Image point grounding data:
++++
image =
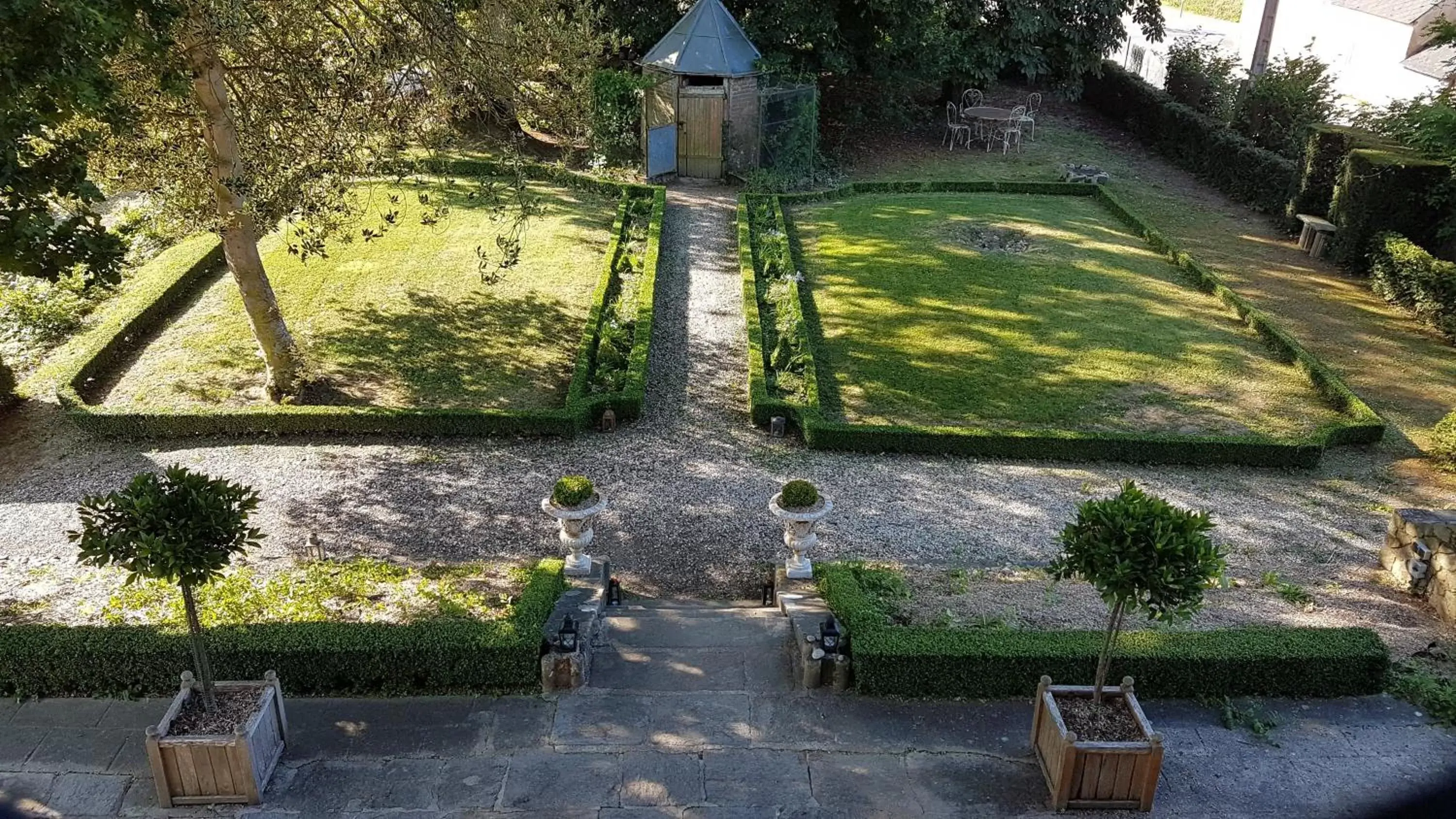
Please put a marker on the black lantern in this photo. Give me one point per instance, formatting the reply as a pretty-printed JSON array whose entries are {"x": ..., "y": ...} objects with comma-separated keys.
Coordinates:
[
  {"x": 829, "y": 636},
  {"x": 567, "y": 638}
]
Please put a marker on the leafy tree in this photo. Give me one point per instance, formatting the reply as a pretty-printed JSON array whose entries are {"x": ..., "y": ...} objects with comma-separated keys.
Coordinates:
[
  {"x": 1285, "y": 101},
  {"x": 1142, "y": 555},
  {"x": 180, "y": 527},
  {"x": 1203, "y": 76},
  {"x": 56, "y": 101}
]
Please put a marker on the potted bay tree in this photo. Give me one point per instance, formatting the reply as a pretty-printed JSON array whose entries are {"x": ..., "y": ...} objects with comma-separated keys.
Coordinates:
[
  {"x": 217, "y": 741},
  {"x": 1143, "y": 555}
]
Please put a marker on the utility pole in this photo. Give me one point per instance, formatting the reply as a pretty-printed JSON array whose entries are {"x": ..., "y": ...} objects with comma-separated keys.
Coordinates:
[{"x": 1261, "y": 44}]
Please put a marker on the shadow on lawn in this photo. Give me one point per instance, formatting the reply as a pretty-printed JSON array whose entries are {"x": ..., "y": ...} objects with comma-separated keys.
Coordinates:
[
  {"x": 478, "y": 351},
  {"x": 1085, "y": 328}
]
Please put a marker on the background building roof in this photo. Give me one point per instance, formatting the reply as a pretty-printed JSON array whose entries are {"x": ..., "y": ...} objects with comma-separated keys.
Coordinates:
[{"x": 705, "y": 41}]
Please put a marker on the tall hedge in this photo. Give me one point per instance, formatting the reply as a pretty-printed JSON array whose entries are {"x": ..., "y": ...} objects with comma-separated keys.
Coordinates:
[
  {"x": 1379, "y": 191},
  {"x": 1403, "y": 273},
  {"x": 436, "y": 656},
  {"x": 1200, "y": 145},
  {"x": 6, "y": 385},
  {"x": 1325, "y": 152}
]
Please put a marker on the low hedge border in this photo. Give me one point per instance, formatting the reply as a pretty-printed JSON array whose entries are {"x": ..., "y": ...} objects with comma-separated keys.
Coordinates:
[
  {"x": 188, "y": 264},
  {"x": 1197, "y": 143},
  {"x": 442, "y": 656},
  {"x": 1002, "y": 662},
  {"x": 1363, "y": 425}
]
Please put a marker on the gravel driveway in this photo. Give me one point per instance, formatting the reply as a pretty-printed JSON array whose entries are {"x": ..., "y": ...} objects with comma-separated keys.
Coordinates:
[{"x": 689, "y": 482}]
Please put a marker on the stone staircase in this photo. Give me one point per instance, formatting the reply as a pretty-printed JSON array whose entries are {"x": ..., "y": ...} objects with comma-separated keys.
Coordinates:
[{"x": 688, "y": 645}]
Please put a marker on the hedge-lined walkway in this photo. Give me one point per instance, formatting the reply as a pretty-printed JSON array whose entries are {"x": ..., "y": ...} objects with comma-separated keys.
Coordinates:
[
  {"x": 689, "y": 483},
  {"x": 1404, "y": 370},
  {"x": 723, "y": 755}
]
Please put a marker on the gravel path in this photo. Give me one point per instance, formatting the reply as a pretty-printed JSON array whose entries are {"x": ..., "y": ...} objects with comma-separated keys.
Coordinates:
[{"x": 689, "y": 482}]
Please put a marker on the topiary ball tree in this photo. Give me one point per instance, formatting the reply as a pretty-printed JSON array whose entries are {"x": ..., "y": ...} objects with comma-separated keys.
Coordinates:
[
  {"x": 573, "y": 491},
  {"x": 798, "y": 495},
  {"x": 180, "y": 527},
  {"x": 1141, "y": 553}
]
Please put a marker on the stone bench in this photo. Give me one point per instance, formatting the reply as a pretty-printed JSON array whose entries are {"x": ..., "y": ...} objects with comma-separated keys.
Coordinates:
[{"x": 1314, "y": 233}]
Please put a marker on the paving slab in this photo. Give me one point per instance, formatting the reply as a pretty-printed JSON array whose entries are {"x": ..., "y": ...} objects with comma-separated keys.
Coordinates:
[
  {"x": 471, "y": 783},
  {"x": 756, "y": 777},
  {"x": 656, "y": 779},
  {"x": 18, "y": 742},
  {"x": 864, "y": 782},
  {"x": 699, "y": 633},
  {"x": 62, "y": 712},
  {"x": 544, "y": 780},
  {"x": 88, "y": 795},
  {"x": 134, "y": 713},
  {"x": 27, "y": 786},
  {"x": 867, "y": 723},
  {"x": 669, "y": 670},
  {"x": 973, "y": 785},
  {"x": 520, "y": 722},
  {"x": 702, "y": 719},
  {"x": 79, "y": 750},
  {"x": 602, "y": 719}
]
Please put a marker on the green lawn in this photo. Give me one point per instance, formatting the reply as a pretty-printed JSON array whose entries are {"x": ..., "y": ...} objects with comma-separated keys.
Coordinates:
[
  {"x": 1087, "y": 329},
  {"x": 401, "y": 319}
]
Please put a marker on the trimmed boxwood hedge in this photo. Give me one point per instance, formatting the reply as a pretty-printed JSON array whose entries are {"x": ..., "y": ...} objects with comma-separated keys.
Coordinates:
[
  {"x": 439, "y": 656},
  {"x": 1362, "y": 424},
  {"x": 177, "y": 274},
  {"x": 1379, "y": 191},
  {"x": 1325, "y": 152},
  {"x": 1197, "y": 143},
  {"x": 1403, "y": 273},
  {"x": 1004, "y": 662}
]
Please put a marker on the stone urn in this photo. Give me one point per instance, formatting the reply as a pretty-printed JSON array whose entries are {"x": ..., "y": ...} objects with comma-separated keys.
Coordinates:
[
  {"x": 576, "y": 530},
  {"x": 798, "y": 533}
]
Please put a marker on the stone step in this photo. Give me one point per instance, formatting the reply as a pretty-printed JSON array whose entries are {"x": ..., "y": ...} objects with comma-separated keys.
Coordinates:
[
  {"x": 688, "y": 613},
  {"x": 692, "y": 670},
  {"x": 698, "y": 632},
  {"x": 689, "y": 603}
]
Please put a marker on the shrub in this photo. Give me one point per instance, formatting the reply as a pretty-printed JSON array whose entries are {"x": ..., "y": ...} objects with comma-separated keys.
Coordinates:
[
  {"x": 798, "y": 495},
  {"x": 6, "y": 385},
  {"x": 1443, "y": 441},
  {"x": 1325, "y": 152},
  {"x": 1381, "y": 190},
  {"x": 1143, "y": 555},
  {"x": 1007, "y": 662},
  {"x": 1279, "y": 105},
  {"x": 1197, "y": 143},
  {"x": 1202, "y": 76},
  {"x": 573, "y": 491},
  {"x": 1403, "y": 273},
  {"x": 180, "y": 527},
  {"x": 437, "y": 656}
]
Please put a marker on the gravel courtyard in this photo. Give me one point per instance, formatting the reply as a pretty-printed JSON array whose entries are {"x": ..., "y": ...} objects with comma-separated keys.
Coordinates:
[{"x": 689, "y": 485}]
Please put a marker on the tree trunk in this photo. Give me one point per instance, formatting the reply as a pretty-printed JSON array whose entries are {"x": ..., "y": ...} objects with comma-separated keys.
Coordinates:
++++
Required action:
Looking at the data above, write out exactly the lines that start at the one containing "Please put a marker on the shadow" and end at the one containing "Please put a marker on the low"; include both and nothing beyond.

Answer section:
Please put a marker on the shadow on lawn in this photo. Give me one point per instance, formatting the reply as a pretty-printed JSON array whose entries are {"x": ..., "y": ...} objects with comma-separated keys.
Coordinates:
[
  {"x": 478, "y": 351},
  {"x": 1085, "y": 328}
]
Please put a marker on the background building roof in this photo. Give me one point per instance, formatting the reply as a pretty-printed JSON array whose entries are {"x": ..., "y": ...} objects with comma-separated keys.
Coordinates:
[{"x": 705, "y": 41}]
Please put a marker on the tall hedge in this photo. Give me one point per instance, formatting the reply as a pretty-printed JSON array whose entries are {"x": ..., "y": ...} objects with comma-separated keys.
Coordinates:
[
  {"x": 1379, "y": 191},
  {"x": 1403, "y": 273},
  {"x": 436, "y": 656},
  {"x": 1200, "y": 145},
  {"x": 6, "y": 385},
  {"x": 1325, "y": 152}
]
Please put a marker on the low hedge border in this photo. Give me one point per instance, formatting the reply as a pretty-printed JSON array whose entries are {"x": ..., "y": ...} objects with comma-separated keys.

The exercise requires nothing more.